Data items
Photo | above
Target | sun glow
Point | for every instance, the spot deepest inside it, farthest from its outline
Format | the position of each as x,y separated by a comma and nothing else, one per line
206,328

Exercise objective -
Express every line of the records as a numbered list, and leave out any blank lines.

Full output -
1. Photo | above
2. Target | sun glow
3. Point | for every instance, the spot deepest inside it, farthest from its outline
4. Format | the position of each as x,y separated by a comma and nothing else, one per line
5. 206,328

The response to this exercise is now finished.